▸ PAGE EXCERPT

·····

Credit: Adrian Miles

You released a split USB earring. How do you see something like this in the scope of the band? Is it an amusing trinket, serious commentary on technology, collector bait, something else entirely?
As a designer, I have always been intrigued by the functionality of fashion and the application of technology. Punk culture and fashion is very rooted in its own tradition… this seemed like an interesting way to modernize a classic accessory and make it useful beyond just fashion. I think the concept is similar to how we approach our music, as well. Clearly inspired by punk, but not afraid to add some new elements or embrace new ideas. We’re already living in a cyberpunk hell, might as well dress the part.

Are your newer songs being written by the band, or does it remain Tye and yourself putting things together? I am curious if working as a full “band” has changed your songwriting, or changed it in the past.
We’re definitely writing more as a band. Originally the songs were fully composed and demoed before the band learned them. We still do a lot of bedroom composing and recording, but there is a lot of work being done as a band in the practice studio. The songs change a lot more from the rough idea to the final product. Emil and Corey contribute riffs and ideas, as well, as opposed to just Tye and myself. We’re also learning more about how to create the sound we want; experimenting with different gear and exploring the possibilities of what we have.

In a way, I’d say L.O.T.I.O.N. is a highly political band, regarding your discussion and stance on technology. Do any of your fans or supporters ever discuss these topics with you? Do you ever feel nervous that many punk crowds are complacent on their iPhones, using the same apps and programs as the rest of society?

·····

▸ SUPPLIED DATA
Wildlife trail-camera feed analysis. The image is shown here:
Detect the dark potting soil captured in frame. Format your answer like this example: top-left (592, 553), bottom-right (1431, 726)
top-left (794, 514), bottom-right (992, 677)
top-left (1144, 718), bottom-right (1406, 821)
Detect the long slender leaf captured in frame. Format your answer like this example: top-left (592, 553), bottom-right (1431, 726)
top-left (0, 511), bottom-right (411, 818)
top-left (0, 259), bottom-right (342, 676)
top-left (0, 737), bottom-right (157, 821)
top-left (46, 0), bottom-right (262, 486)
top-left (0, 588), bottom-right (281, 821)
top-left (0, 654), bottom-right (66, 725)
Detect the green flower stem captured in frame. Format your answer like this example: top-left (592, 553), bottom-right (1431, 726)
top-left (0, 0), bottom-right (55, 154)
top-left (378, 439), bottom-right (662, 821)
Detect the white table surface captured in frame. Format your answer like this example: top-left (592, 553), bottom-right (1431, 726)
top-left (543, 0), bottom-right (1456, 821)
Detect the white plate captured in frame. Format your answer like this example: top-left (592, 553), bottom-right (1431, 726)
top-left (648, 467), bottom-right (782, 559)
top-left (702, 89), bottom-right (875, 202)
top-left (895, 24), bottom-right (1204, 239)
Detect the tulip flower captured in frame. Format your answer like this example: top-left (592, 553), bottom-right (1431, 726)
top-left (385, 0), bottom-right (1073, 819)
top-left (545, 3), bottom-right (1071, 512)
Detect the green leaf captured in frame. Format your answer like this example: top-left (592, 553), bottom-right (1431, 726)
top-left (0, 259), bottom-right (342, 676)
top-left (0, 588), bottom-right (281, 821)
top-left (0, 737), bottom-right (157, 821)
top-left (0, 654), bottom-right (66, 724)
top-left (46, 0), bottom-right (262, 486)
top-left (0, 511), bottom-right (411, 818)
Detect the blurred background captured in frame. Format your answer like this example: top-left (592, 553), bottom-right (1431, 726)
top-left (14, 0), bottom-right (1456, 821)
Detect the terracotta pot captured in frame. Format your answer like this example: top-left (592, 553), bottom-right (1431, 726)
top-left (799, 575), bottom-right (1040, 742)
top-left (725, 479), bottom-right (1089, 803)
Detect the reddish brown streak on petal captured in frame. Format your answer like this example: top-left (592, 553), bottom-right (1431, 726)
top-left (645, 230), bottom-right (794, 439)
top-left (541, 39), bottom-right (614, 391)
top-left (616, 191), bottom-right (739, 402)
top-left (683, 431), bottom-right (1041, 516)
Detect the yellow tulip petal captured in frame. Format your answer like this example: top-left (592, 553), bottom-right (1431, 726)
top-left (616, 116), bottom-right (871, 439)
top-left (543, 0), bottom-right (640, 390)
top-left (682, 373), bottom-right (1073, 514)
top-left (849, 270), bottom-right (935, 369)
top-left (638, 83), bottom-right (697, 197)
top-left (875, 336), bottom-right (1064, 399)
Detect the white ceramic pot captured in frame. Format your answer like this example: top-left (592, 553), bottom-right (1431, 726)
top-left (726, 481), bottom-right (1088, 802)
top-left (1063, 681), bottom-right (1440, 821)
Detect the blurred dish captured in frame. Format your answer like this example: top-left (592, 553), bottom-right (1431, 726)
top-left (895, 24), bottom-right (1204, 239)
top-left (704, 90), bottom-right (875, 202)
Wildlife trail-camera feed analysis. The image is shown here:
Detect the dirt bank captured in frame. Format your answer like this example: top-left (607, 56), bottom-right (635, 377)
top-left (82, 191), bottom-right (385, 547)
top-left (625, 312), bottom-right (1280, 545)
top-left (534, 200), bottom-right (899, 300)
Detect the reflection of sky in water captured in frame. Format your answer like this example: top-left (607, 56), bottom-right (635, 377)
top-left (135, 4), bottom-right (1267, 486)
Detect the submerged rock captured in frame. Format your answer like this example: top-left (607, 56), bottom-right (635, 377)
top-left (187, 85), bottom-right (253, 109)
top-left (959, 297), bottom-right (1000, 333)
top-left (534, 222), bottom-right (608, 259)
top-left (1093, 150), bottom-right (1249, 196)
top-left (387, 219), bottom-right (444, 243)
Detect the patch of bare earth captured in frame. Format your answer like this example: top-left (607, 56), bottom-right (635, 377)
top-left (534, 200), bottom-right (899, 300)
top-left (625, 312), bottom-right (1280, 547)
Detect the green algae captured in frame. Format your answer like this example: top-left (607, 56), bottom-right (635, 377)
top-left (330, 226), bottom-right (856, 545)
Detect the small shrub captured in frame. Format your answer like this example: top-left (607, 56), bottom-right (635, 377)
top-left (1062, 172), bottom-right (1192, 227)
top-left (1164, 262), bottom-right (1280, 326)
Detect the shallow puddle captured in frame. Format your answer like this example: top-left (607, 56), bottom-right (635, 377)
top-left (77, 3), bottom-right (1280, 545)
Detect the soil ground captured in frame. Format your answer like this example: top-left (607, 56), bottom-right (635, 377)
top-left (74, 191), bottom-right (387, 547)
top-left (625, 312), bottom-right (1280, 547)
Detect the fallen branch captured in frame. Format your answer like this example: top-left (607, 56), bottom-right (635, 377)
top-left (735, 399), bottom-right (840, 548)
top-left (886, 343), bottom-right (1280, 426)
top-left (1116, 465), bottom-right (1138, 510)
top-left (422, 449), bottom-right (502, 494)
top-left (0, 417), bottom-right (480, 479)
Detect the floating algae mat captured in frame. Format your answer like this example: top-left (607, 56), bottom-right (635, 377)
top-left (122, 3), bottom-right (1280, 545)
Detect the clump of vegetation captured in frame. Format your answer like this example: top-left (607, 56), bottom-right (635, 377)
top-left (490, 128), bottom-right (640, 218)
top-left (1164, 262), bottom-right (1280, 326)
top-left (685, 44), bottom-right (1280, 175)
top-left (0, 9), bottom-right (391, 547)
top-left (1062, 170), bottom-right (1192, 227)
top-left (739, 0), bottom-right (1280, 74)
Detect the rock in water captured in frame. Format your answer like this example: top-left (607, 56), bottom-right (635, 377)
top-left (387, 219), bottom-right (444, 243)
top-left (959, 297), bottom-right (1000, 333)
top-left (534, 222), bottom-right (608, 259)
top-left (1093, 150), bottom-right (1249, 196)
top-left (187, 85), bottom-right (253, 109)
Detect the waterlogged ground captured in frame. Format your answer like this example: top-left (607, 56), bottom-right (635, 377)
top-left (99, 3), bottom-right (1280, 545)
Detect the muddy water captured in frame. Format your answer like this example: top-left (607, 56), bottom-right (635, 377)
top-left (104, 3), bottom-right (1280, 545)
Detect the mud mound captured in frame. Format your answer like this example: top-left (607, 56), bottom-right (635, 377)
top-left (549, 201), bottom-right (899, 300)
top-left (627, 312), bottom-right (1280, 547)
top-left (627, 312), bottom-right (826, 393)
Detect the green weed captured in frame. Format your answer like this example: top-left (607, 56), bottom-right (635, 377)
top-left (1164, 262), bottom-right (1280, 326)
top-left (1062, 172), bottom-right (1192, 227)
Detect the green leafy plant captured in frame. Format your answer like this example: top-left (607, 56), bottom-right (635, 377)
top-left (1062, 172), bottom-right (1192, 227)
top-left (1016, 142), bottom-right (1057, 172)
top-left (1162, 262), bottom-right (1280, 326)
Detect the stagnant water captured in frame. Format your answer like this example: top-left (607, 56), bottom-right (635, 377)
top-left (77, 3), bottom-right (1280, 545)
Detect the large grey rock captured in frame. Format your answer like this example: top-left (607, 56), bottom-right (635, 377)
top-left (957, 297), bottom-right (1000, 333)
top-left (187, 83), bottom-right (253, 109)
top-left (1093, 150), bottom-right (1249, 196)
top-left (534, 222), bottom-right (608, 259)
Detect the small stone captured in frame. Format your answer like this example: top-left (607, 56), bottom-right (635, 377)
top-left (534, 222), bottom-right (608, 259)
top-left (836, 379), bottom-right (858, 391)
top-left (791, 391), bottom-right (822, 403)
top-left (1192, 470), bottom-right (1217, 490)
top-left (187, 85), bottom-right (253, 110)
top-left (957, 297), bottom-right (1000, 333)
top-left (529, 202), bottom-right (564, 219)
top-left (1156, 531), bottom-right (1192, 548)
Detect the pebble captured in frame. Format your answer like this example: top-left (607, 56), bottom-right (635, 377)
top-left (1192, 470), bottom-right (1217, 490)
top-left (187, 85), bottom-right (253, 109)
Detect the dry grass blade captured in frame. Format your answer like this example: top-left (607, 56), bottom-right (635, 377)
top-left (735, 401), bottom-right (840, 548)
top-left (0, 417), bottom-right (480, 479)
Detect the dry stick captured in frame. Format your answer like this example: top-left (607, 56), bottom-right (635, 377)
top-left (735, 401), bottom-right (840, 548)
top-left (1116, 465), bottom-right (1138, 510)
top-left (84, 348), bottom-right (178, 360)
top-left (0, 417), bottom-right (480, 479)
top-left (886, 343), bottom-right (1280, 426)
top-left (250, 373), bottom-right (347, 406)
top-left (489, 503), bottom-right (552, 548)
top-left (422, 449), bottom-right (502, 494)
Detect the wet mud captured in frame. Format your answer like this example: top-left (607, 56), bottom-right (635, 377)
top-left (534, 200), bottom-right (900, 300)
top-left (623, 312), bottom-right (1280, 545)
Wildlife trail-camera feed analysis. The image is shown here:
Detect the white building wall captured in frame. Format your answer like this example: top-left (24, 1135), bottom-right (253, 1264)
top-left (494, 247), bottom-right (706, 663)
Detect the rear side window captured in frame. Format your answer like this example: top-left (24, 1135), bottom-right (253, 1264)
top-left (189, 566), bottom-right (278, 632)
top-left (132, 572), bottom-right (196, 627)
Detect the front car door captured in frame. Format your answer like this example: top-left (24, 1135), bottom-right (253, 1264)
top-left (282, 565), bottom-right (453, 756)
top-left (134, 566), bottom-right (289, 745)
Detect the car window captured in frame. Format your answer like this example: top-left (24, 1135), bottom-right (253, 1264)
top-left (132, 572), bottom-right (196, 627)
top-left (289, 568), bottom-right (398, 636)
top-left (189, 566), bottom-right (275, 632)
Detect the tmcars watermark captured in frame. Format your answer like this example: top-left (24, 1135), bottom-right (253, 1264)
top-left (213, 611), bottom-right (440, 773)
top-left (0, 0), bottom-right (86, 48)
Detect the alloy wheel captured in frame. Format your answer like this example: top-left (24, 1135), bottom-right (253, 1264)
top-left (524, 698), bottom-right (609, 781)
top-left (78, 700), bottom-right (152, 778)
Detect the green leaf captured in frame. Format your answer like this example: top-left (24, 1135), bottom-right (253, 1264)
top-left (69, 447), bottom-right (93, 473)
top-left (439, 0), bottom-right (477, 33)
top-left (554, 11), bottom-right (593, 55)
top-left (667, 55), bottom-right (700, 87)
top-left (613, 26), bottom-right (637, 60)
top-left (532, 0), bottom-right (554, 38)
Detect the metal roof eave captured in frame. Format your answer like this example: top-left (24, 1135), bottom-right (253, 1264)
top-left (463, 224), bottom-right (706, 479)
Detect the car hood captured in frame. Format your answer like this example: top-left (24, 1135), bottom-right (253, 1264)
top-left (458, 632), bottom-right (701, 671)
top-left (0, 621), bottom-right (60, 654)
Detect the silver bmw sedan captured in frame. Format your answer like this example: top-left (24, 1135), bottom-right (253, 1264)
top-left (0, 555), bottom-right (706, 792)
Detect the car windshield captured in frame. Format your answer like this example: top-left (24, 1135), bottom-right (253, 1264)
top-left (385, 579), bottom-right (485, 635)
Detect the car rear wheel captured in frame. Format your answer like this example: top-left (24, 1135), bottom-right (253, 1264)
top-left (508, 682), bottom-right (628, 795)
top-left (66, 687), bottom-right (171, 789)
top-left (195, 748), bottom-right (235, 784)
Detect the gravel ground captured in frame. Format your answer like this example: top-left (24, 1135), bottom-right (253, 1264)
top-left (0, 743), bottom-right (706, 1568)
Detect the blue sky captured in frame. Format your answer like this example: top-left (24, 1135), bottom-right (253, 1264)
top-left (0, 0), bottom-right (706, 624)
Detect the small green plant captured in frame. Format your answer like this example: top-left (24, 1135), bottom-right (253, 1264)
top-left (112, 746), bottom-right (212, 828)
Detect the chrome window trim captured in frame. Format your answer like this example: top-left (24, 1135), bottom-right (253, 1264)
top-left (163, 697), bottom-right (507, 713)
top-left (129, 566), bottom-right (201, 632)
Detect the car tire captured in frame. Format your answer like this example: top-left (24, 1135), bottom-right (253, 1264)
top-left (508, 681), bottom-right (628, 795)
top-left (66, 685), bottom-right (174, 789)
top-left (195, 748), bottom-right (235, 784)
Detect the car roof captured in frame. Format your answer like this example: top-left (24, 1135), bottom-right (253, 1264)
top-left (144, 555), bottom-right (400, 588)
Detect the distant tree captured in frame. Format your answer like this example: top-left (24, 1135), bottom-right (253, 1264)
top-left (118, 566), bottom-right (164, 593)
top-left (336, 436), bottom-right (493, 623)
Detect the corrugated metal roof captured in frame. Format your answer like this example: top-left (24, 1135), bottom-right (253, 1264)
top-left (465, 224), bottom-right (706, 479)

·····

▸ ACTIVITY
Pick up the L.O.T.I.O.N. interview after its last sentence and keep writing it.

▸ ANSWER TO THIS PROBLEM
I have a fair amount of people talk to me about our subject matter; I think a lot of people are excited to see a band take on these topics, and have the same concerns about technology and the ever-increasing police state. Of course punks can be complacent, we are still people after all, but I also think the internet has been a huge boon for DIY/the punk scene. It allows bands/artists/people to directly communicate, advertise, and share information with no middleman, and makes it easy to stay in touch with friends/comrades from around the globe. For as much as I might fear technology and care about all the issues we’ve discussed, I still have an iPhone. Instagram is an integral advertising tool for my art/clothing, and we use a Mac to compose and record demos for L.O.T.I.O.N. I think the point is to be cautious and aware of these tools, but not avoid them completely. Besides, is it not this kind of hypocrisy that makes us human?

For a band that seems securely aware of the present, why did you release an album on vinyl? Do you care about musical formats, or intend to adhere to the punk tradition of vinyl records? Is anything besides “the cloud” a fetish object at this point?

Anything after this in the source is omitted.